* _Short exercise_: In the thread below about setting up a small Hadoop and HBase cluster, write out the words exactly, starting at "So most porbably" and ending at "secondray name node?".

Hum... Seems that it's not working that way:

ERROR [main:QuorumPeerConfig@283] - Invalid configuration, only one
server specified (ignoring)

So most porbably the secondary should looks exactly like the master,
but I'm not 100% sure...

2012/6/22, Jean-Marc Spaggiari <[email protected]>:
> Ok. So if I understand correctly, I need:
> PC1 => HMaster (HBase), JobTracker (Hadoop), Name Node (Hadoop), and
> ZooKeeper (ZK)
> PC2 => Secondary Name Node (Hadoop)
> PC3 to x => Data Node (Hadoop), Task Tracker (Hadoop), Restion Server
> (HBase)
>
> For PC2, should I run Zookeeper, JobTracker and master too? Can I have
> 2 masters? Or I just run just the secondray name node?
>
> 2012/6/21, Michael Segel <[email protected]>:
>> If you have a really small cluster...
>> You can put your HMaster, JobTracker, Name Node, and ZooKeeper all on a
>> single node. (Secondary too)
>> Then you have Data Nodes that run DN, TT, and RS.
>>
>> That would solve any ZK RS problems.

[Stored items from a collection]
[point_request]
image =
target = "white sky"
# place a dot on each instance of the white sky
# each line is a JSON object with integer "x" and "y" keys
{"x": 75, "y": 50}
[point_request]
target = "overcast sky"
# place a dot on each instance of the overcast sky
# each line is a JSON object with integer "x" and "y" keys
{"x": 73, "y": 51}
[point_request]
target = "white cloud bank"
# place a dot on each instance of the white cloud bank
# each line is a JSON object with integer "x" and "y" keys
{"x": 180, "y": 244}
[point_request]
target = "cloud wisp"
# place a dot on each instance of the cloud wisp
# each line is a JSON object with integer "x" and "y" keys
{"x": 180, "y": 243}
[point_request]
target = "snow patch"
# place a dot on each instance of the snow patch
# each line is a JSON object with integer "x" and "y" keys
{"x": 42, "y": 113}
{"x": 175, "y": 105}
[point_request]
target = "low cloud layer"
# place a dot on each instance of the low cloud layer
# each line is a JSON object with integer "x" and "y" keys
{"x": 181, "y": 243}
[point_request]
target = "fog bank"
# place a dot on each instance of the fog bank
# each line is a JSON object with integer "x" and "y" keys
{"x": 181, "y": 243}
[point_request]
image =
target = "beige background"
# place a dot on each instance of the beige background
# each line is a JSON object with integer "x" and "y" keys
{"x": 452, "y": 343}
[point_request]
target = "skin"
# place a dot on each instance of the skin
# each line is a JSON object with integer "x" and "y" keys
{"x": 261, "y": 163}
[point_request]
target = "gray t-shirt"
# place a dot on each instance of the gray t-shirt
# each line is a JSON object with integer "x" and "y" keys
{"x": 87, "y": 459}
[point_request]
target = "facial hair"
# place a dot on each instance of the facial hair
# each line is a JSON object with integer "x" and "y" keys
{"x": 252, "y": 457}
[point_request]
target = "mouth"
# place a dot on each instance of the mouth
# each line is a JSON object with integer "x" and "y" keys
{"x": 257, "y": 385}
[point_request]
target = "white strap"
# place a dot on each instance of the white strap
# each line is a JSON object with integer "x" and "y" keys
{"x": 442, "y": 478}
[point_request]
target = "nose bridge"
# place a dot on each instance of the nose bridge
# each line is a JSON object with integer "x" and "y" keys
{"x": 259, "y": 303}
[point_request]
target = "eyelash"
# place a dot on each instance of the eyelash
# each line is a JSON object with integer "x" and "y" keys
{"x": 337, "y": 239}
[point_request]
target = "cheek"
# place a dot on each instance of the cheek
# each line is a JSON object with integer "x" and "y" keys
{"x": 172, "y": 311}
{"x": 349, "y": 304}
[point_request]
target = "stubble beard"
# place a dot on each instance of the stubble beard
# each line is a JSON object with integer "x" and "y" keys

* _Reply_:
So most porbably the secondary should looks exactly like the master,
but I'm not 100% sure...

2012/6/22, Jean-Marc Spaggiari <[email protected]>:
> Ok. So if I understand correctly, I need:
> PC1 => HMaster (HBase), JobTracker (Hadoop), Name Node (Hadoop), and
> ZooKeeper (ZK)
> PC2 => Secondary Name Node (Hadoop)
> PC3 to x => Data Node (Hadoop), Task Tracker (Hadoop), Restion Server
> (HBase)
>
> For PC2, should I run Zookeeper, JobTracker and master too? Can I have
> 2 masters? Or I just run just the secondray name node?